Point localization data.
__________
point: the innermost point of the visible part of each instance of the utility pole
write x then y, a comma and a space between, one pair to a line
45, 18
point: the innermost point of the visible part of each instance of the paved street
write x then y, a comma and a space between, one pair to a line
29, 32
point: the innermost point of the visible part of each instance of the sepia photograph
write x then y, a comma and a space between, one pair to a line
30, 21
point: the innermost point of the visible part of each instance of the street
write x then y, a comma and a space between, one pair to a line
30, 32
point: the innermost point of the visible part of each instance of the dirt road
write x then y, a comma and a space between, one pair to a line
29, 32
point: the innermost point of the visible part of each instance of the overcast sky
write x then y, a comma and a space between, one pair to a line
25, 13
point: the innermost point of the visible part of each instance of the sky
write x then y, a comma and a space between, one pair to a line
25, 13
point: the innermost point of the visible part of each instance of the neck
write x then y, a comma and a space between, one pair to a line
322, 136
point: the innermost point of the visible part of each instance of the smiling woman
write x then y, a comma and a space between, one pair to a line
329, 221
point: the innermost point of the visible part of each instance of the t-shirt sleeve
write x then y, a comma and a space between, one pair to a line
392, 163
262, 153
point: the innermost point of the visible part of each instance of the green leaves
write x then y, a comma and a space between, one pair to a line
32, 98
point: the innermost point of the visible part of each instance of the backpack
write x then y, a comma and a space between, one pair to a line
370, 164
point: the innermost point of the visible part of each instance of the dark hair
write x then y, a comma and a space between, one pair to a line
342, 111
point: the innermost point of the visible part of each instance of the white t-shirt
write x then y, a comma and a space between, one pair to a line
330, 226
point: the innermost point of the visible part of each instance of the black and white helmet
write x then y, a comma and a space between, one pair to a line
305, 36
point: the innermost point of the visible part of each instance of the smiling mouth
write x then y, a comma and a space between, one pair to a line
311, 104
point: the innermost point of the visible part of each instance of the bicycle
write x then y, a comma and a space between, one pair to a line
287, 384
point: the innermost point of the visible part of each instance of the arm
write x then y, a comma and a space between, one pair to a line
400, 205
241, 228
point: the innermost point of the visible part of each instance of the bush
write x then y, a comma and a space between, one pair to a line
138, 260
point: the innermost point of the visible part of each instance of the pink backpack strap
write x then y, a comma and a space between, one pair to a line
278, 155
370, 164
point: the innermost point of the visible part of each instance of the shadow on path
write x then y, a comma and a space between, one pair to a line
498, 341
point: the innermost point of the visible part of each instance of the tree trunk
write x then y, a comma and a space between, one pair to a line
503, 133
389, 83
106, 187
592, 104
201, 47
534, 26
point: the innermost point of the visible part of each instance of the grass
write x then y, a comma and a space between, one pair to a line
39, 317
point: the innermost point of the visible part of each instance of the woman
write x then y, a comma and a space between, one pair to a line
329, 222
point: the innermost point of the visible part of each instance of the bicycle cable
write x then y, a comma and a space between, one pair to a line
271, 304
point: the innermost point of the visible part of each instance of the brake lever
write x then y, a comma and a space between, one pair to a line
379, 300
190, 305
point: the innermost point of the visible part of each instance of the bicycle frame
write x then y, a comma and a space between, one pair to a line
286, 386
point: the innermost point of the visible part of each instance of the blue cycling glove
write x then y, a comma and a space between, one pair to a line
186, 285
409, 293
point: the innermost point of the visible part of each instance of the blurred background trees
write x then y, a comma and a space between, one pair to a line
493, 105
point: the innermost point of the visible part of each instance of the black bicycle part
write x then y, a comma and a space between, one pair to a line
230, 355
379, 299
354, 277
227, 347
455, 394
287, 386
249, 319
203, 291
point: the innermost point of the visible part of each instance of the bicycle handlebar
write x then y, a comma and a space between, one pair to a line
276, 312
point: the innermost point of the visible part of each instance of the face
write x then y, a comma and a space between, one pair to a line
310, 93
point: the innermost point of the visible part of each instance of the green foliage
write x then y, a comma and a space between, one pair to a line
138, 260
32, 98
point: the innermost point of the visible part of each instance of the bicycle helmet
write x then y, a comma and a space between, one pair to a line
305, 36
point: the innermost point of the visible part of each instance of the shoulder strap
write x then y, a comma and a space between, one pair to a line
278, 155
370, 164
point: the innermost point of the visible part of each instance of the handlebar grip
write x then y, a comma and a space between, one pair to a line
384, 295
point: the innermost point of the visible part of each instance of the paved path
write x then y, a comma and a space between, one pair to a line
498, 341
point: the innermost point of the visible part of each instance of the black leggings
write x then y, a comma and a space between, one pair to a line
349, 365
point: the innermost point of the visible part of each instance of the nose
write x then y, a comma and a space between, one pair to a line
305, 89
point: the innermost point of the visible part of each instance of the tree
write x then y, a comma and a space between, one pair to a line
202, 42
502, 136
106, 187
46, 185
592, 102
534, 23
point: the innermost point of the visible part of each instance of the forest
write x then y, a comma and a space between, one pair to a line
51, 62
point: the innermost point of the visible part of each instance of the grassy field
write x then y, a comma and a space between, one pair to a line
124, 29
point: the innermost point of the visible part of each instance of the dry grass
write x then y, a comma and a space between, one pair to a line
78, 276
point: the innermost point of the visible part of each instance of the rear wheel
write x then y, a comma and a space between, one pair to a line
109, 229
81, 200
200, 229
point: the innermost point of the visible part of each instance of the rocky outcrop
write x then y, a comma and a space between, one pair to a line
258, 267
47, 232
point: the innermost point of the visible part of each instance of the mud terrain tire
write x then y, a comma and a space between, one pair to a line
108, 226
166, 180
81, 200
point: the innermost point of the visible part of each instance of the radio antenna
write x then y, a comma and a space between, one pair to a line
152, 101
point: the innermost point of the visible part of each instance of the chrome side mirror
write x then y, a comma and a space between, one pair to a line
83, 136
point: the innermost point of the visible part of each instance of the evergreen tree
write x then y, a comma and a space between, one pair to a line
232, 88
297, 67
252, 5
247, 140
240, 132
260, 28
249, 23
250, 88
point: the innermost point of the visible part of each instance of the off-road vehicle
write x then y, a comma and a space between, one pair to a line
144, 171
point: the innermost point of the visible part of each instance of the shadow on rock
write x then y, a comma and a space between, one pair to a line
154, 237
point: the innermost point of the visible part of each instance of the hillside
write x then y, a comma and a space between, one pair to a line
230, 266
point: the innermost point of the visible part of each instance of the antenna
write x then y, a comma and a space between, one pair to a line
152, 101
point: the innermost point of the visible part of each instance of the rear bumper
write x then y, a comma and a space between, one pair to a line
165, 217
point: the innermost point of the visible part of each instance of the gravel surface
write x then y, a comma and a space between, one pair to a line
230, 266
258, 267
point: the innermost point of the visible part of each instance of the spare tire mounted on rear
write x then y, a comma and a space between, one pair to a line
__________
TASK BRIEF.
Every line in the records above that holds "tire" counts once; state the total and nothing else.

SOLUTION TO THE PROBLEM.
2